_TASK DETAILS:_ Can you copy out the stretch of the data below from the line containing "Could you kindly point to the elderly" through the end of the data, word for word and leaving out the pictures?

_DATASET RECORDS:_

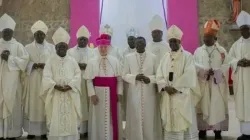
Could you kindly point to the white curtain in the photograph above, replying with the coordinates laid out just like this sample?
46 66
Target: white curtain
123 14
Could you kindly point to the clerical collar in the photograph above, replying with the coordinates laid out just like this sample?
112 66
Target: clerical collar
82 49
245 40
39 45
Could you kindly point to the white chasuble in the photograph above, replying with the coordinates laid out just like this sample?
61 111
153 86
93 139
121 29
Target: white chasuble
34 115
177 111
62 108
142 116
101 117
159 49
125 52
213 106
11 88
83 55
241 78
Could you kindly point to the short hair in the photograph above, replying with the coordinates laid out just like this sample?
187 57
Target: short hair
140 37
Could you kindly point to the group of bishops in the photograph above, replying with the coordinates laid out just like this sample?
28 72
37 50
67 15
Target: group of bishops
162 91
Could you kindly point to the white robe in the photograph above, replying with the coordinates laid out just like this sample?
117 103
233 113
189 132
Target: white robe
125 52
113 51
177 111
241 78
214 103
142 122
11 88
34 116
98 129
83 55
62 108
159 49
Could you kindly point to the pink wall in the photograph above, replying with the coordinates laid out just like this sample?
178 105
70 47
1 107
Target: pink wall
84 12
184 14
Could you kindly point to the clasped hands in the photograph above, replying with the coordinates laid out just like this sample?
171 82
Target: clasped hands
95 100
142 78
5 55
170 90
243 63
62 88
38 66
82 66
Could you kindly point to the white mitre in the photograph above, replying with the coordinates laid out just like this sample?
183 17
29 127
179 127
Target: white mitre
61 35
132 32
106 29
83 32
174 32
7 22
243 19
39 26
156 23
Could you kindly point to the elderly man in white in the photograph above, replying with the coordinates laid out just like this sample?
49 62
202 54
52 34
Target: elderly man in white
176 75
13 61
39 51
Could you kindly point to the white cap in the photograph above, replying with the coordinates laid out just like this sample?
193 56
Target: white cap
7 22
106 29
156 23
83 31
174 32
61 35
243 19
39 26
132 32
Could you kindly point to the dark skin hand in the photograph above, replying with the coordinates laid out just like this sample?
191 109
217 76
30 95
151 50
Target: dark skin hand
139 77
82 66
211 72
146 80
63 88
244 63
94 99
5 55
170 90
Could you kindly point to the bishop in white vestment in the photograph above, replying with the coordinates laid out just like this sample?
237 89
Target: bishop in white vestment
240 54
131 36
212 69
175 76
103 75
61 91
139 71
13 61
82 54
158 46
39 51
113 50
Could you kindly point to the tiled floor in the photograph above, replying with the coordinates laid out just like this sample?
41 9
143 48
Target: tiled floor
234 130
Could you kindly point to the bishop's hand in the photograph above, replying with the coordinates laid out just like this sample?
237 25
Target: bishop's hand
139 77
34 66
59 88
5 55
41 65
241 63
66 88
94 99
170 90
210 72
82 66
146 80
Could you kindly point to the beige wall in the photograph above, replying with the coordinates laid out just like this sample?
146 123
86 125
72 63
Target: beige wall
55 13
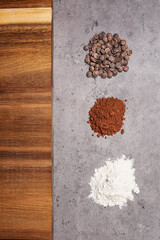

_RESPONSE TO THIS TASK:_
Could you kindly point to the elderly man in white in the photograph above, replying with the coordinates laid out just like this sample?
49 62
202 54
52 34
Target: elderly man in white
176 75
13 61
39 51
Could you kindly point to the white cap in the photograph above, replying with the coordinates laid out just like this sample?
193 56
Target: white cap
7 22
106 29
156 23
83 31
174 32
61 35
243 19
39 26
132 32
Could you kindly point to the dark skin hand in the photograph above, replying with the coordinates laid out just like this sample?
191 109
217 76
30 95
151 50
Target: dark skin hand
139 77
82 66
211 72
146 80
63 88
244 63
94 99
5 55
170 90
Could you kindly point to the bishop in white vestment in the photograph above, replying with the coordinates laid out just like this sample?
237 89
Target: bishop in white vestment
240 54
131 36
212 69
175 76
103 75
61 91
139 71
13 61
82 54
158 46
39 51
113 50
Could you kindly point to the tiled floor in the photograph above, replying with the coordinates laid out just like this sample?
41 9
143 48
Target: tiled floor
234 130
Could you kindly point to the bishop's hand in the photograph above, replying with the coordinates laid out just like this sample?
237 25
Target: bishop's hand
139 77
34 66
59 88
5 55
41 65
241 63
66 88
94 99
170 90
210 72
82 66
146 80
Could you kindly point to the beige wall in the photograph above, replying with the coordinates laid out just like this sample?
146 123
86 125
72 63
Target: beige wall
55 13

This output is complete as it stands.